*TASK:* Print each line exactly as it is given.
┌─ DATASET ENTRIES
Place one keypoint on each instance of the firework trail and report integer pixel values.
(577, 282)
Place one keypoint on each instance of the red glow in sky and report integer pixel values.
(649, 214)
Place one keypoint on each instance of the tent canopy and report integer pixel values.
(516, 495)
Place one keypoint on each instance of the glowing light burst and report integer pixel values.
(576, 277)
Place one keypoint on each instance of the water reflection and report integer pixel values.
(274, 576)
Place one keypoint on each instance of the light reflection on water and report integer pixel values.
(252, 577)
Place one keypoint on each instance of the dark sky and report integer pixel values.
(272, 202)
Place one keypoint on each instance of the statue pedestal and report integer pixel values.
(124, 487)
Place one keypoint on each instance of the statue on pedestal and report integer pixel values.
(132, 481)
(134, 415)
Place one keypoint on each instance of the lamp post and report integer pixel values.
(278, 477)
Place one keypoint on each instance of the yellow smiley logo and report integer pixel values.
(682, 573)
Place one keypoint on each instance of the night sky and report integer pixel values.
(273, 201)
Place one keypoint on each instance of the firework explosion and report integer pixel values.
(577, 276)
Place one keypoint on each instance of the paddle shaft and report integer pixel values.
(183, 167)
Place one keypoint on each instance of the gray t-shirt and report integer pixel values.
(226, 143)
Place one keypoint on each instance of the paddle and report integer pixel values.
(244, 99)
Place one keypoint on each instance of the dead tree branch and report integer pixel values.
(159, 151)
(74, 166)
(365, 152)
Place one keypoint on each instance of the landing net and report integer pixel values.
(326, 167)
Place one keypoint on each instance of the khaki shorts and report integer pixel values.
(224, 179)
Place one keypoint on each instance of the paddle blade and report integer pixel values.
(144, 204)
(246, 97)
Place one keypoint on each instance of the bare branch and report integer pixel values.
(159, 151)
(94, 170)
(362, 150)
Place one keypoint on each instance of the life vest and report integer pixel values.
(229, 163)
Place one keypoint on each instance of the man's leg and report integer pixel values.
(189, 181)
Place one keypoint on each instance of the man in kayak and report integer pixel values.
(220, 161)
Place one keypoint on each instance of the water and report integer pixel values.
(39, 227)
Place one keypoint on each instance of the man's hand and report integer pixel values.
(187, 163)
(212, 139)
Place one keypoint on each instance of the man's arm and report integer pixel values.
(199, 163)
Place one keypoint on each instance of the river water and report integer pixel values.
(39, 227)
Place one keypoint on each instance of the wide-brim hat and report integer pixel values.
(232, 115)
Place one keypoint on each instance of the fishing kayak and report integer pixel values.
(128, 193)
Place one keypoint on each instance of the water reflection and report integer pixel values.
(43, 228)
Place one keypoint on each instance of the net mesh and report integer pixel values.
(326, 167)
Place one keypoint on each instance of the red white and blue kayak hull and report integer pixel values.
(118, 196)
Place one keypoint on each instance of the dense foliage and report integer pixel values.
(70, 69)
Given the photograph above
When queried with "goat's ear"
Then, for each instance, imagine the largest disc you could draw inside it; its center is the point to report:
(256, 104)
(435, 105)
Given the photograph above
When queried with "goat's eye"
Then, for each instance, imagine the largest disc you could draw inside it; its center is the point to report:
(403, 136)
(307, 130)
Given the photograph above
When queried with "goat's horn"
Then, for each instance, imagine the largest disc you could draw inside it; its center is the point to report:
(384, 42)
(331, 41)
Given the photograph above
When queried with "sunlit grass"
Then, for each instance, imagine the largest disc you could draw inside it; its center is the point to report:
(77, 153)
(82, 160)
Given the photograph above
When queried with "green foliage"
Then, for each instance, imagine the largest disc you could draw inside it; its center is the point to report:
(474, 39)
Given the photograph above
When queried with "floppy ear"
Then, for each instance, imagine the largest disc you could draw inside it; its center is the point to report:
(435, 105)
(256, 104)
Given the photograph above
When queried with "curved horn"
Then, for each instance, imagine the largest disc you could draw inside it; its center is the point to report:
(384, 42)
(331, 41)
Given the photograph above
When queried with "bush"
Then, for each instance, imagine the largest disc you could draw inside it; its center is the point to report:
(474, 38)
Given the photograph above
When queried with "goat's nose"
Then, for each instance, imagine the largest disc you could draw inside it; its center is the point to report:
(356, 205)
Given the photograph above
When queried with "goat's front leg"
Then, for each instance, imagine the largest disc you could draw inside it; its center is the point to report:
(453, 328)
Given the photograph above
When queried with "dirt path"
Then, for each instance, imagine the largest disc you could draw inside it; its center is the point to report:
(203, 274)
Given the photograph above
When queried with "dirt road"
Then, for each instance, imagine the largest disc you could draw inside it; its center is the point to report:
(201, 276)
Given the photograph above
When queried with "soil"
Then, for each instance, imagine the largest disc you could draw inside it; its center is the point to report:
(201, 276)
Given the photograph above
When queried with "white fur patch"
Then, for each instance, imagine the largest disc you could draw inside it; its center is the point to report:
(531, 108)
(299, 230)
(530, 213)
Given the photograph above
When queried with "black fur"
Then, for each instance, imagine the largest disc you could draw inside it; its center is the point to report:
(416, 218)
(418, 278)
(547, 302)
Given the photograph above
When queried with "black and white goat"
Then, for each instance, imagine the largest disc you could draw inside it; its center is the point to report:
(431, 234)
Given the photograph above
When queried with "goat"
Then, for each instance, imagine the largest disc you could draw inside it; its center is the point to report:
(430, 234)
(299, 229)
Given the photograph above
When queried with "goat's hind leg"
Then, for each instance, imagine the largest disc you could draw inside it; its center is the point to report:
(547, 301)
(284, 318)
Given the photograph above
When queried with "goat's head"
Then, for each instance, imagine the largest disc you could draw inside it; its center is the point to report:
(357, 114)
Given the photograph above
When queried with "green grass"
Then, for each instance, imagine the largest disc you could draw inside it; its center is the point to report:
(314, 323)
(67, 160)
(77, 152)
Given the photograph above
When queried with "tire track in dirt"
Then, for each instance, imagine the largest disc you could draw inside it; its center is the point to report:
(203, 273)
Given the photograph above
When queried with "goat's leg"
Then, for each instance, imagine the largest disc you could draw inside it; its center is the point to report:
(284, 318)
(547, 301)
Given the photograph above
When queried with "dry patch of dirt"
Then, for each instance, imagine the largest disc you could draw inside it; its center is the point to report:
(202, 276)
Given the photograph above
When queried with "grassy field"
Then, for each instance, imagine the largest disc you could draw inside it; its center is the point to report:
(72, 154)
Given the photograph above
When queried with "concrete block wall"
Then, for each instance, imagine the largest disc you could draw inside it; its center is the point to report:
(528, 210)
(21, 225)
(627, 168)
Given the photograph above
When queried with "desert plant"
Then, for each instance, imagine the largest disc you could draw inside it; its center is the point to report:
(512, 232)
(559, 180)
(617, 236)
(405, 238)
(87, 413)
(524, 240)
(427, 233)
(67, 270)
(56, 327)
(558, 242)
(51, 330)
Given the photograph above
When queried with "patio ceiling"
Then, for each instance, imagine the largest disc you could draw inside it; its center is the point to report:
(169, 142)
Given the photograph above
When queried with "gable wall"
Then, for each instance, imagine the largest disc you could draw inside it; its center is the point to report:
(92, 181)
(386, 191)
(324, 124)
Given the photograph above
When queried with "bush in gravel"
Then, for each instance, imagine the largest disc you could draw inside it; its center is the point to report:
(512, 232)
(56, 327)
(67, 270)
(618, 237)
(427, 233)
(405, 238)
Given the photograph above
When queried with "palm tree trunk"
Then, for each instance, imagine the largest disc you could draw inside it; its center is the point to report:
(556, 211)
└─
*TASK ANSWER:*
Place one keypoint on each instance of the firework trail and report integer pixel values.
(577, 282)
Place one keypoint on each instance of the red glow in sky and report integer pixel values.
(649, 214)
Place one keypoint on each instance of the tent canopy and report integer pixel values.
(516, 495)
Place one keypoint on each instance of the glowing light burst and report integer pixel values.
(576, 277)
Place one keypoint on each instance of the water reflection and report integer pixel values.
(274, 576)
Place one keypoint on each instance of the light reflection on water and report integer pixel values.
(252, 577)
Place one keypoint on each instance of the dark sky and report integer pixel values.
(272, 202)
Place one keypoint on each instance of the statue pedestal and report integer pixel values.
(124, 487)
Place one keypoint on each instance of the statue on pedestal and report integer pixel values.
(132, 481)
(134, 415)
Place one keypoint on each instance of the lamp post and report integer pixel values.
(278, 477)
Place one keypoint on each instance of the yellow smiley logo and report integer pixel values.
(682, 573)
Place one keypoint on each instance of the night sky and report integer pixel values.
(273, 201)
Place one keypoint on each instance of the firework explosion and report integer pixel values.
(577, 276)
Place one keypoint on each instance of the paddle shaft and report integer pixel values.
(183, 167)
Place one keypoint on each instance of the gray t-shirt and report integer pixel values.
(226, 143)
Place one keypoint on each instance of the paddle and report integer pixel values.
(244, 99)
Place one keypoint on each instance of the dead tree branch and report integer pixel values.
(159, 151)
(74, 166)
(365, 152)
Place one keypoint on each instance of the landing net and report integer pixel values.
(326, 167)
Place one keypoint on each instance of the khaki shorts and report integer pixel values.
(224, 179)
Place one keypoint on each instance of the paddle blade and report integer pixel values.
(144, 204)
(246, 97)
Place one keypoint on each instance of the bare branch and report integer pixel values.
(159, 151)
(94, 170)
(362, 150)
Place one keypoint on each instance of the life vest and report integer pixel values.
(229, 163)
Place one keypoint on each instance of the man's leg and report integer pixel values.
(189, 181)
Place one keypoint on each instance of the man in kayak and report integer pixel values.
(220, 161)
Place one keypoint on each instance of the water and report integer pixel values.
(39, 227)
Place one keypoint on each instance of the man's hand and report integer pixel values.
(187, 163)
(212, 139)
Place one keypoint on each instance of the man's arm and report integer pixel values.
(199, 163)
Place one keypoint on each instance of the river water and report integer pixel values.
(39, 227)
Place one keypoint on each instance of the wide-brim hat and report integer pixel values.
(232, 115)
Place one keypoint on each instance of the fishing kayak and report integer pixel values.
(128, 193)
Place one keypoint on each instance of the water reflection and report integer pixel values.
(43, 228)
Place one keypoint on each instance of the net mesh and report integer pixel values.
(326, 167)
Place one keypoint on each instance of the red white and blue kayak hull and report integer pixel values.
(118, 196)
Place one keypoint on each instance of the dense foliage and report integer pixel values.
(70, 69)
Given the photograph above
When queried with "goat's ear"
Then, for each instance, imagine the largest disc you could draw inside it; its center is the point to report:
(256, 104)
(435, 105)
Given the photograph above
When queried with "goat's eye"
Then, for each instance, imagine the largest disc you could draw inside it; its center is the point to report:
(403, 136)
(307, 130)
Given the photograph above
When queried with "goat's horn"
Then, for each instance, imagine the largest disc you could draw inside it; its center is the point to report:
(384, 42)
(331, 41)
Given the photograph above
When queried with "sunlit grass"
Then, for each instance, imagine the largest disc you could draw inside it; its center is the point to report:
(77, 153)
(82, 160)
Given the photograph above
When queried with "green foliage"
Then, for each instance, imagine the largest disc you could draw inside it; its center is the point to report:
(474, 39)
Given the photograph above
When queried with "floppy ear"
Then, for each instance, imagine the largest disc you could draw inside it; its center is the point to report:
(435, 105)
(256, 104)
Given the photograph above
When queried with "curved horn"
Then, for each instance, imagine the largest disc you could draw inside it; its center is the point to report:
(384, 42)
(331, 41)
Given the photograph above
When queried with "bush"
Then, for each instance, imagine the largest disc you could draw inside it; its center is the point to report:
(474, 38)
Given the photograph above
When queried with "goat's nose"
Then, for each instance, imagine the largest disc you could draw inside it; its center is the point to report:
(356, 205)
Given the photograph above
When queried with "goat's front leg"
Then, for each instance, imagine the largest disc you could draw inside it; its center is the point to report:
(453, 328)
Given the photograph above
When queried with "dirt path"
Then, for each instance, imagine the largest disc you could draw inside it; its center is the point to report:
(203, 274)
Given the photograph above
When queried with "dirt road"
Then, for each instance, imagine the largest disc you could draw inside it; its center is the point to report:
(201, 276)
Given the photograph above
When queried with "soil"
Then, for each instance, imagine the largest disc you could draw inside it; its center is the point to report:
(201, 276)
Given the photograph above
When queried with "white fur patch"
Then, for each instance, imagine the largest disc you could draw inside it; its center is the point to report:
(531, 108)
(299, 230)
(530, 213)
Given the photograph above
When queried with "black fur"
Then, for each instance, imagine the largest disc you could draw inside it; its center is the point to report:
(416, 218)
(418, 278)
(547, 302)
Given the photograph above
When queried with "black and white goat"
Then, for each instance, imagine the largest disc you could draw inside it; its center is the point to report:
(431, 234)
Given the photograph above
When queried with "goat"
Then, for each instance, imagine the largest disc you could draw inside it; its center is the point to report:
(430, 234)
(299, 229)
Given the photograph above
When queried with "goat's hind leg"
Then, for each instance, imagine the largest disc you could draw inside it; its center is the point to report:
(547, 301)
(284, 318)
Given the photograph above
When queried with "goat's head"
Then, for each instance, imagine the largest disc you could draw inside it; its center is the point to report:
(357, 114)
Given the photograph above
When queried with "green grass"
Then, for each instance, imagine the largest disc you could draw inside it; its center is the point to report:
(314, 323)
(67, 160)
(77, 152)
Given the photograph above
When queried with "tire track in dirt"
Then, for each instance, imagine the largest disc you could draw inside it; its center is the point to report:
(203, 273)
Given the photograph above
When queried with "goat's leg"
Then, for each instance, imagine the largest disc you could draw inside it; its center is the point to report:
(284, 318)
(547, 301)
Given the photograph above
When queried with "dry patch of dirt"
Then, for each instance, imagine the largest disc you could draw inside it; its center is the point to report:
(202, 276)
Given the photograph above
When queried with "grassy field"
Then, for each instance, imagine the largest disc you could draw inside it; its center is the point to report:
(72, 154)
Given the photograph above
When queried with "concrete block wall"
Then, for each instance, imagine the largest disc you could draw inside it; its center is the point to report:
(528, 210)
(21, 225)
(627, 168)
Given the photograph above
When queried with "desert plant"
Then, for each instance, imagine the largest disc you could draw inside it; its center is the point to report:
(512, 232)
(559, 180)
(617, 236)
(405, 238)
(87, 413)
(524, 240)
(427, 233)
(67, 270)
(56, 327)
(558, 242)
(51, 330)
Given the photograph above
When queried with "patio ceiling"
Then, for each instance, imagine the largest disc you could draw inside it; its center is the point to report:
(169, 142)
Given the photograph above
When queried with "gable wall"
Then, for each instance, imagine the largest disc you could draw inside it; its center is the point to report:
(92, 181)
(386, 191)
(324, 124)
Given the photograph above
When queried with "bush in gravel"
Then, for each instance, imagine the largest disc you could draw inside it; its center is the point to report:
(512, 232)
(56, 327)
(67, 270)
(618, 237)
(427, 233)
(405, 238)
Given the photograph above
When queried with "palm tree trunk"
Then, for each instance, imagine the largest disc you could draw inside it; its center is the point to report:
(556, 211)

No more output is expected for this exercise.